━━━━━ SUPPLIED TEXT

Test page and simple query via Curl

Developers can test the functionality of the service and get an overview on the following page. In particular, sample requests can easily be generated and return values verified.


swagger classification


Figure 65: Swagger test page


Curl is a command line program for transferring information in computer networks. There are versions for Windows and Linux systems, among others. The following simple call receives classification results for two documents in Solr format:

curl -X POST --header 'Content-Type: text/plain' --header 'Accept: application/xml' -d '<?xml version="1.0" encoding="UTF-8"?> \
<update> \
	<add> \
		<doc> \
			<field name="document_name">doc1</field> \
			<field name="title">Machine learning for automatic text classification</field> \
			<field name="content">Machine learning is a subset of artificial intelligence in
				          the field of computer science that often uses statistical techniques
				          to give computers the ability to learn...</field> \
		</doc> \
		<doc> \
			<field name="document_name">doc2</field> \
			<field name="title">Document classification made easy</field> \
			<field name="content">Document classification or document categorization is a
			             problem in library science, information science and computer science.
			             The task is to assign a document to one or more classes or
			             categories...</field> \
		</doc> \
	</add> \
</update>' \
'https://HOST:PORT/information-discovery/rest/classification/projects/{project}/classificationSets/
{classificationSet}/classifyDocument?type=Solr%20XML%20Importer'

Result Format (XML)

━━━━━━━━━━

-- GOALS --
(1) Decide whether each statement agrees with the passage on testing the classification service, answering yes or no and quoting the words of the passage that decide it: (a) Curl is available for Windows and Linux systems, among others. (b) The simple curl call shown returns classification results for three documents. (c) The test page allows sample requests to be generated.
(2) Reproduce everything in the passage on testing the classification service from "Test page and" down to "return values verified.".

━━━━━ COLLECTED MATERIAL

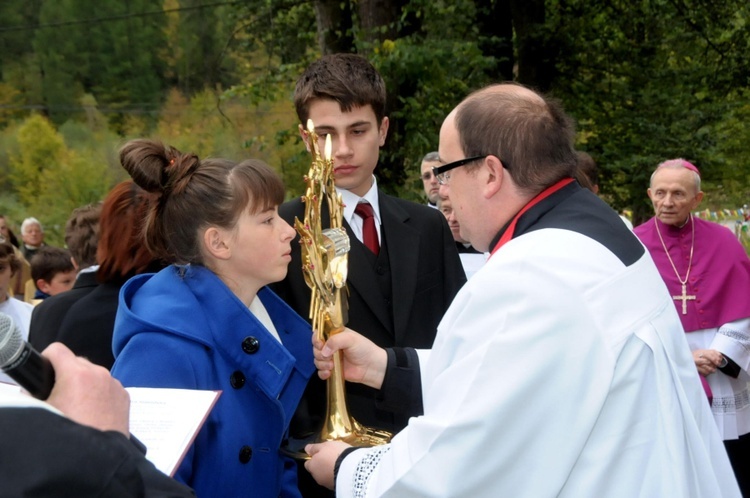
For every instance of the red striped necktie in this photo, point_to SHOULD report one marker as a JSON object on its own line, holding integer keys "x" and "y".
{"x": 369, "y": 232}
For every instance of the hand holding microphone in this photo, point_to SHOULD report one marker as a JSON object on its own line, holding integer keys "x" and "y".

━━━━━━━━━━

-- EXPECTED ANSWERS --
(1)
(a) Yes: "There are versions for Windows and Linux systems, among others."
(b) No: "The following simple call receives classification results for two documents in Solr format"
(c) Yes: "sample requests can easily be generated and return values verified."

(2)
Test page and simple query via Curl

Developers can test the functionality of the service and get an overview on the following page. In particular, sample requests can easily be generated and return values verified.